§ **AUFGABEN**:
1. Wohin verlegte die Gruppe „[krankpop]“ laut dem Text über das „Black Easter Festival“ das Konzert nach der Absage?
2. Setzen Sie den Text über das „Black Easter Festival“ nach seinem letzten Satz fort.

§ **QUELLENAUSZUG**:
════

Montag 16.04.07, 16:00 Uhr
Polit-Café Azzoncao:

„Fanprojektleiter von Schalke 04 organisiert rechte Kulturevents“


Die Antifa-Gruppe Azzoncao schreibt: »Am 8. April 2007 sollte im Bochumer „Zwischenfall“ das „Black Easter Festival“ stattfinden. Nach Protesten von AntifaschistInnen, sagte die Lokalität das Festival der Gruppe „[krankpop]“ ab. Diese verlegte das Konzert mit anschließender Neofolk Industrial Party in die „Rockfabrik“ nach Übach-Palenberg bei Aachen.

════

§ **MATERIAL**:
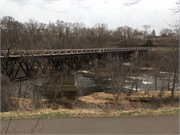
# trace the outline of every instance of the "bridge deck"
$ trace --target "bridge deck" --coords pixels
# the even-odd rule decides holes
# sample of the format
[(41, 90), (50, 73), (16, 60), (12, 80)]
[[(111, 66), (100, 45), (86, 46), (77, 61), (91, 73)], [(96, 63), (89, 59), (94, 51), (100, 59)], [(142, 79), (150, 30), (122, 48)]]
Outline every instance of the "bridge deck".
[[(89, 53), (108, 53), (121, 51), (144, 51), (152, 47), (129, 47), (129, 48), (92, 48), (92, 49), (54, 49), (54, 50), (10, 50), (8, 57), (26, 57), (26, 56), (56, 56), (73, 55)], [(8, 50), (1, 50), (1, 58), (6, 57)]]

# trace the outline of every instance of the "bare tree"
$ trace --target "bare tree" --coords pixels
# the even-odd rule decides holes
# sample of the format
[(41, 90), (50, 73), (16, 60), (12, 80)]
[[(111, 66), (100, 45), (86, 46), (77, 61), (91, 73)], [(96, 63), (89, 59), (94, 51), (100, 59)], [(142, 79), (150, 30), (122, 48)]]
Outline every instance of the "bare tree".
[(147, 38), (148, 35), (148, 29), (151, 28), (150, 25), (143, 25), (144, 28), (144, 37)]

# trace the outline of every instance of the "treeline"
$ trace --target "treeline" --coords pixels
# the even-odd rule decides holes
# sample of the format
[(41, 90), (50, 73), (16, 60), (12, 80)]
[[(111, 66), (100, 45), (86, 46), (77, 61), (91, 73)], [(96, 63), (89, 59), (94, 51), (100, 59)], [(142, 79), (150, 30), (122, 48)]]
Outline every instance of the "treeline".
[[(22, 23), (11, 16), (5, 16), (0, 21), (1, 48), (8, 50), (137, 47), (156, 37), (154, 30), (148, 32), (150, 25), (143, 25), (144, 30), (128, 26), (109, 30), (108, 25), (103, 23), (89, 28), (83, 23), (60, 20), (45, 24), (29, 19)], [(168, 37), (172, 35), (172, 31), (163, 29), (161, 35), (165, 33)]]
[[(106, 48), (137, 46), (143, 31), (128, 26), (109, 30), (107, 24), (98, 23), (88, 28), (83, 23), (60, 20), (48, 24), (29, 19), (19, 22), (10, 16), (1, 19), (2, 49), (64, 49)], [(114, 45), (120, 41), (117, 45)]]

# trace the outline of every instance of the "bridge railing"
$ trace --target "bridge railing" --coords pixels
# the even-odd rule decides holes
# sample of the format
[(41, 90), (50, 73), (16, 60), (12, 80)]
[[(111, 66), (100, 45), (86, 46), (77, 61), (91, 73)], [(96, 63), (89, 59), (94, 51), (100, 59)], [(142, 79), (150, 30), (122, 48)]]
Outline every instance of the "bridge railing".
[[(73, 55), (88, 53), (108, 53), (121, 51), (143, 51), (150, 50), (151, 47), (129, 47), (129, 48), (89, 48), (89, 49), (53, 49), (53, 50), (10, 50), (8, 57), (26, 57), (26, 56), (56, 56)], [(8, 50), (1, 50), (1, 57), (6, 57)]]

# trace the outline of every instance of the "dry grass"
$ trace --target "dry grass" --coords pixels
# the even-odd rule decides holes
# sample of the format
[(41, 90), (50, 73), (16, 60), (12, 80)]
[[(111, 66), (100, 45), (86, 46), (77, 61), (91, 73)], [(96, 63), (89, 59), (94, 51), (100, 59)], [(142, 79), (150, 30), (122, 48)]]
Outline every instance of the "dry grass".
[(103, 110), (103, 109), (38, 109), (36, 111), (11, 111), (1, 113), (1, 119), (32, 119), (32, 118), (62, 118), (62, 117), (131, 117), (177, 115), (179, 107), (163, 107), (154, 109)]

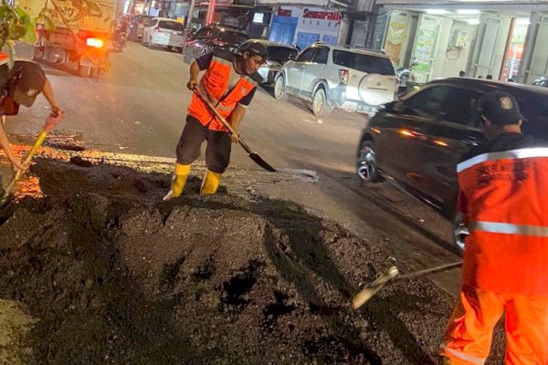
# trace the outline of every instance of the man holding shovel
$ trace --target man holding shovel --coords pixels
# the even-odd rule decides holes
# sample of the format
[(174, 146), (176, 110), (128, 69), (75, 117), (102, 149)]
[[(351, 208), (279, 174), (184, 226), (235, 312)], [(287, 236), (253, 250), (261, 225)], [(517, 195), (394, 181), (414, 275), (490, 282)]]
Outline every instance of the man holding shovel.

════

§ **SCHRIFTLICHE ANTWORTEN**:
1. In die „Rockfabrik“ nach Übach-Palenberg bei Aachen.

2.
Grund des antifaschistischen Protestes war der Auftritt der französischen Militär-Pop Band „Dernière Volonté“. Diese Band befindet sich seit Jahren wegen ihrer positiven Bezugnahme auf faschistische „Größen“ und Inhalte in der öffentlichen Kritik. Ihre Zusammenarbeit mit eindeutig rechten Bands wie z.B. „Der Blutharsch“ und dessen Label „HAURUCK!“ stellt sie in eine Reihe mit anderen martialischen und kriegsverherrlichenden Musikprojekten aus dem rechten Rand der sogenannten „Schwarzen Szene“.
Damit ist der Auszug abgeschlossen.